[Data entries]
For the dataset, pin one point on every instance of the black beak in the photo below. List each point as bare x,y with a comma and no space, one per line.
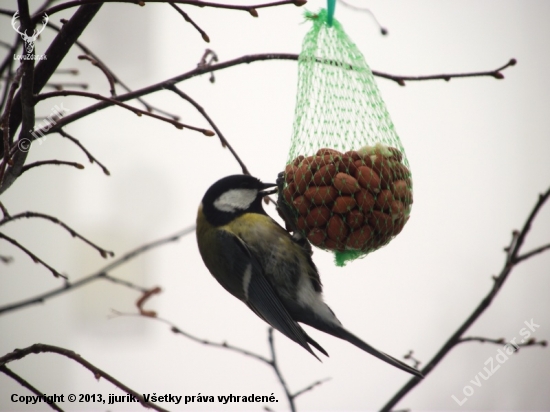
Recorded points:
265,186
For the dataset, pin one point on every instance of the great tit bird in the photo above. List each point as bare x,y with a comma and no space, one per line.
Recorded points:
260,263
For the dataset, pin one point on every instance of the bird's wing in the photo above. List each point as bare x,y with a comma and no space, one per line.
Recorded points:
259,294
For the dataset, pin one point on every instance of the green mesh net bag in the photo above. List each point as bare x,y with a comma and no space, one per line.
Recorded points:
347,182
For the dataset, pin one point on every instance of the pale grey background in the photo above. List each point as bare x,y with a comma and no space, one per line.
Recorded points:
479,152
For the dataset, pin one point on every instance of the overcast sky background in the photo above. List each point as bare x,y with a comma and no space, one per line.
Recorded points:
479,153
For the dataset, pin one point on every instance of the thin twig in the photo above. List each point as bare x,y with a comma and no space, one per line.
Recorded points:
136,111
271,362
501,341
27,215
91,158
210,69
532,253
100,274
250,9
104,69
65,85
188,20
496,73
223,140
512,253
310,387
51,162
175,329
34,258
86,50
98,373
4,210
383,30
27,385
144,298
6,259
5,122
278,372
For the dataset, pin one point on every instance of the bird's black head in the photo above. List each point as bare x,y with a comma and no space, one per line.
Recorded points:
233,196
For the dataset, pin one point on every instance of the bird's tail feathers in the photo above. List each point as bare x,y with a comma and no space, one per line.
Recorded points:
340,332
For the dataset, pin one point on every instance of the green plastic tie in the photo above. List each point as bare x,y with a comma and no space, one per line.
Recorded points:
331,5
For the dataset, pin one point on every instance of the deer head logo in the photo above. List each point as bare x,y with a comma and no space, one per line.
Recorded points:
29,40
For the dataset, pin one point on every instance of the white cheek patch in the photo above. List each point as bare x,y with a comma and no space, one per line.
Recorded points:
235,199
246,279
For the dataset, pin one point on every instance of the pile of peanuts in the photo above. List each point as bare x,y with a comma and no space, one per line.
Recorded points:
358,200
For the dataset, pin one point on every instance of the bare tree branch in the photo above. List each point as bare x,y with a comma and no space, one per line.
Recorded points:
223,140
188,19
220,66
512,253
91,158
98,373
4,369
447,77
139,112
104,69
271,362
101,274
34,258
250,9
501,341
51,162
27,215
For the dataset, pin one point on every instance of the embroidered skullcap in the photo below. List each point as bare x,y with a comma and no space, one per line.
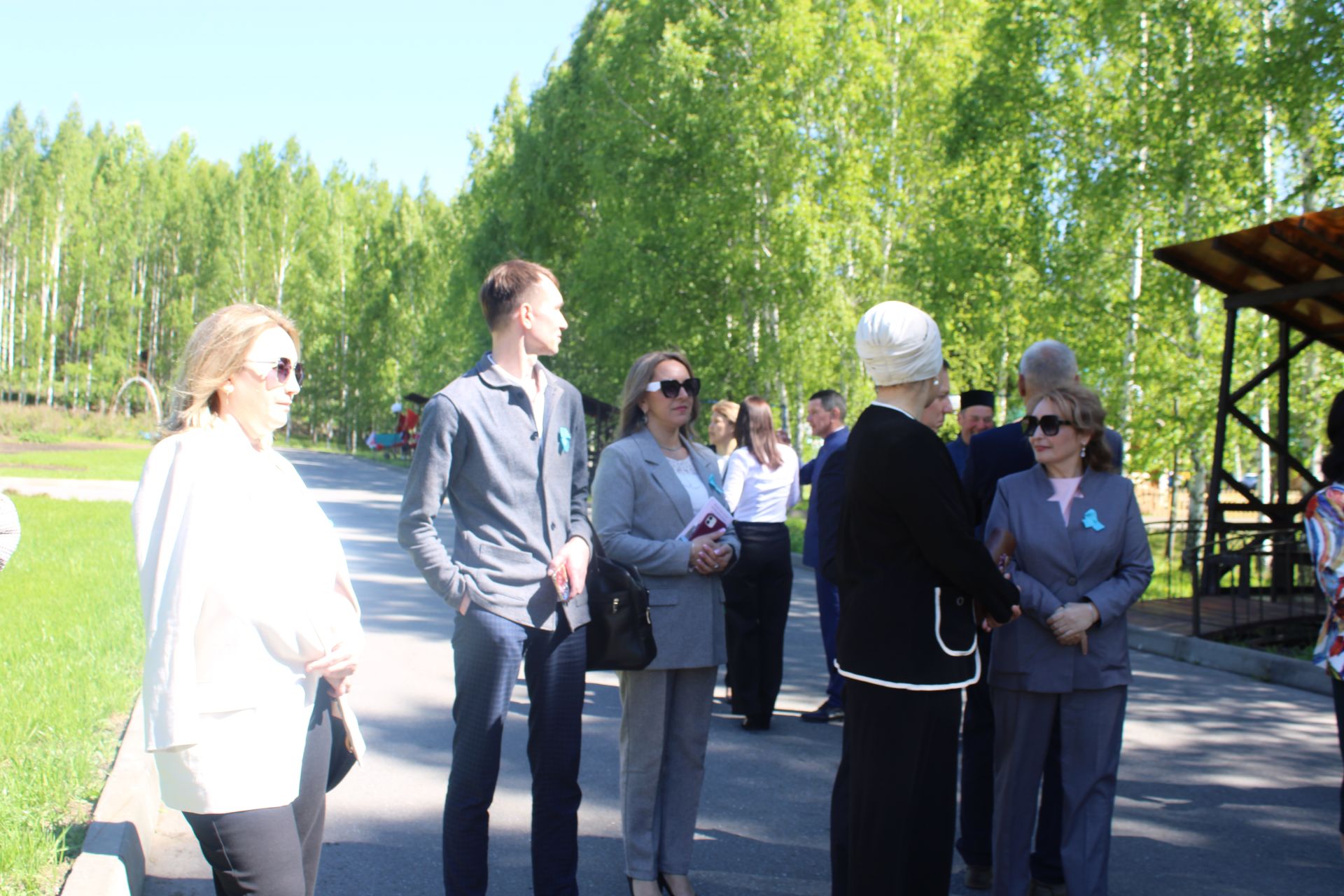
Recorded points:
898,343
8,530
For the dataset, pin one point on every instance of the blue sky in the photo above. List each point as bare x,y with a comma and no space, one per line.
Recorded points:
398,83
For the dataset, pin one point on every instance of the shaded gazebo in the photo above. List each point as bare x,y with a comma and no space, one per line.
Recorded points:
1292,272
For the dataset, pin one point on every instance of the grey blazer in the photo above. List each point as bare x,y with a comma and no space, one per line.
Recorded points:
518,492
1057,564
638,508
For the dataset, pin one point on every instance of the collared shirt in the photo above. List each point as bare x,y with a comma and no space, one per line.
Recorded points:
811,475
538,398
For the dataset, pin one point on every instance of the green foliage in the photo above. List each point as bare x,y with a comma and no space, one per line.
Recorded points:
739,181
70,652
104,463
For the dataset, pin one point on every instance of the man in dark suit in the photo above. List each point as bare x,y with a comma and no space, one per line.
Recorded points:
992,456
910,571
825,415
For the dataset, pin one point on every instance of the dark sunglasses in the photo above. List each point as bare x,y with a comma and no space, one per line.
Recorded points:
284,367
1049,425
671,388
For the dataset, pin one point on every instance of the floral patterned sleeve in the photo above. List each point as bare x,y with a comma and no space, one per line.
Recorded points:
1324,522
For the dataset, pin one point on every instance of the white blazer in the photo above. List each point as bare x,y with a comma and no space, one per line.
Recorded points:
238,580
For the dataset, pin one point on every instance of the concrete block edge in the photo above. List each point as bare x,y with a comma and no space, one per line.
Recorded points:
116,849
1243,662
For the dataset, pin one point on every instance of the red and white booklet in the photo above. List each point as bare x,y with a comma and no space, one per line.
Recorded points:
713,517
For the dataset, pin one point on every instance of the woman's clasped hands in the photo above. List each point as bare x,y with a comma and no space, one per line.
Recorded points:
708,558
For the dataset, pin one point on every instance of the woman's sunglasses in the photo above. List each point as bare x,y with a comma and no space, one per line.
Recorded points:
1049,425
284,367
671,388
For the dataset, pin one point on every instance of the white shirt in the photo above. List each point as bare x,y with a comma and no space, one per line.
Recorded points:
536,391
760,495
690,479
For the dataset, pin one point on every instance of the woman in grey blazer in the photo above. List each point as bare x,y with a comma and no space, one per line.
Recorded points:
1082,559
648,485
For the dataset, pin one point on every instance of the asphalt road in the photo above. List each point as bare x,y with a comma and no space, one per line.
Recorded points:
1228,786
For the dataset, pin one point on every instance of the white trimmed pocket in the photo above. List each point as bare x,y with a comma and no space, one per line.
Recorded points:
937,629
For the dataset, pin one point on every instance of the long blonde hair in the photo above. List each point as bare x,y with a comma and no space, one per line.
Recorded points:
636,387
216,351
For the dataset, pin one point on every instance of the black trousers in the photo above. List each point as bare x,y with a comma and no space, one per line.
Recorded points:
1338,690
274,850
756,602
977,786
902,762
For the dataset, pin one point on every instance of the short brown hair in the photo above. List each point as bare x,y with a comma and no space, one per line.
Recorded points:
756,431
1085,410
505,284
216,351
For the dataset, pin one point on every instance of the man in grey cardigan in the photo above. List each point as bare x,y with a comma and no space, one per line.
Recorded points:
505,445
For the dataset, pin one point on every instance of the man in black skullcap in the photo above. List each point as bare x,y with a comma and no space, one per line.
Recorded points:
976,415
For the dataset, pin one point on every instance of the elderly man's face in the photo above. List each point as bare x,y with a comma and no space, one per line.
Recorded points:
941,405
974,421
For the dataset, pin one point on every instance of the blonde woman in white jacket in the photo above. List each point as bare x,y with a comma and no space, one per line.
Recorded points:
252,622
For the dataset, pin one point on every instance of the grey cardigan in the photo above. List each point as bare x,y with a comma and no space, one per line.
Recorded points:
1058,564
638,508
518,495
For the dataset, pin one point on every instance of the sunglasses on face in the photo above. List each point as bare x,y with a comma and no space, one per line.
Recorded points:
284,367
671,388
1049,425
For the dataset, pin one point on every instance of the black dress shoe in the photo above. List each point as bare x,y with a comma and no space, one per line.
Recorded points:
980,878
825,713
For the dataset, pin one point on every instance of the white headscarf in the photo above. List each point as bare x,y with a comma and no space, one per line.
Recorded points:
898,344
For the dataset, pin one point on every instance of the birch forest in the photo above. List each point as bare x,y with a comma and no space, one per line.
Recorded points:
739,179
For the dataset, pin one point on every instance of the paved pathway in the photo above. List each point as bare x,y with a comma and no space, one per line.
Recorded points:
1227,785
70,489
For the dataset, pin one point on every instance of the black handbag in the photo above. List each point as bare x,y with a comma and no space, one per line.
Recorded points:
620,634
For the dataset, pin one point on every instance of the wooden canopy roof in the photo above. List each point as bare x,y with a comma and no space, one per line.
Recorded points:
1291,269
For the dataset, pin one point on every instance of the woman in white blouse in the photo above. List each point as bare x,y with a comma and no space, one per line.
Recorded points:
761,485
248,609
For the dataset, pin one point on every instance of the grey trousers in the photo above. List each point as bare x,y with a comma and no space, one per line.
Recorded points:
664,732
1091,729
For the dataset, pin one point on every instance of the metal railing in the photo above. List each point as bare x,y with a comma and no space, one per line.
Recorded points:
1250,578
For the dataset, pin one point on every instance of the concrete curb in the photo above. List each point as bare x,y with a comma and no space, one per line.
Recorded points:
71,489
116,848
1243,662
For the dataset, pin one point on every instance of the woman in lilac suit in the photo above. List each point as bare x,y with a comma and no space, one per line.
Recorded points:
1082,559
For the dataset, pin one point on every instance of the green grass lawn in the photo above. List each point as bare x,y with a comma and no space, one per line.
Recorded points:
113,463
70,650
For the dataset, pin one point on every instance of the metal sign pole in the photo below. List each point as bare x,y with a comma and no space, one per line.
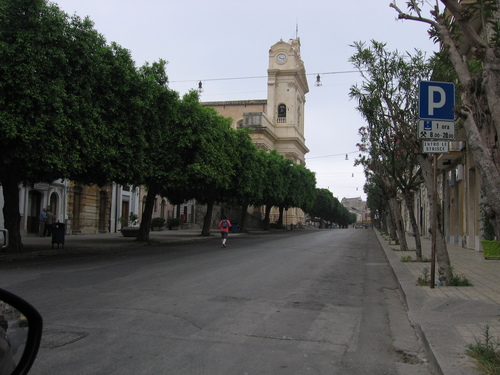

▶ **CHALLENGE**
Identify every line above that contains the word "concrete" and copy each one in full. Case counts.

▶ **RESPONSE TO THE EXERCISE**
For the dataset, pin one point on every instance of the concrete block edge in the photo above. List each point as bare x,y with a comma and no space, one per line.
For the dataset, pin one point on every instance of the concrete curb in the photo above. List each point as bare x,y with a comma and no space, one per line.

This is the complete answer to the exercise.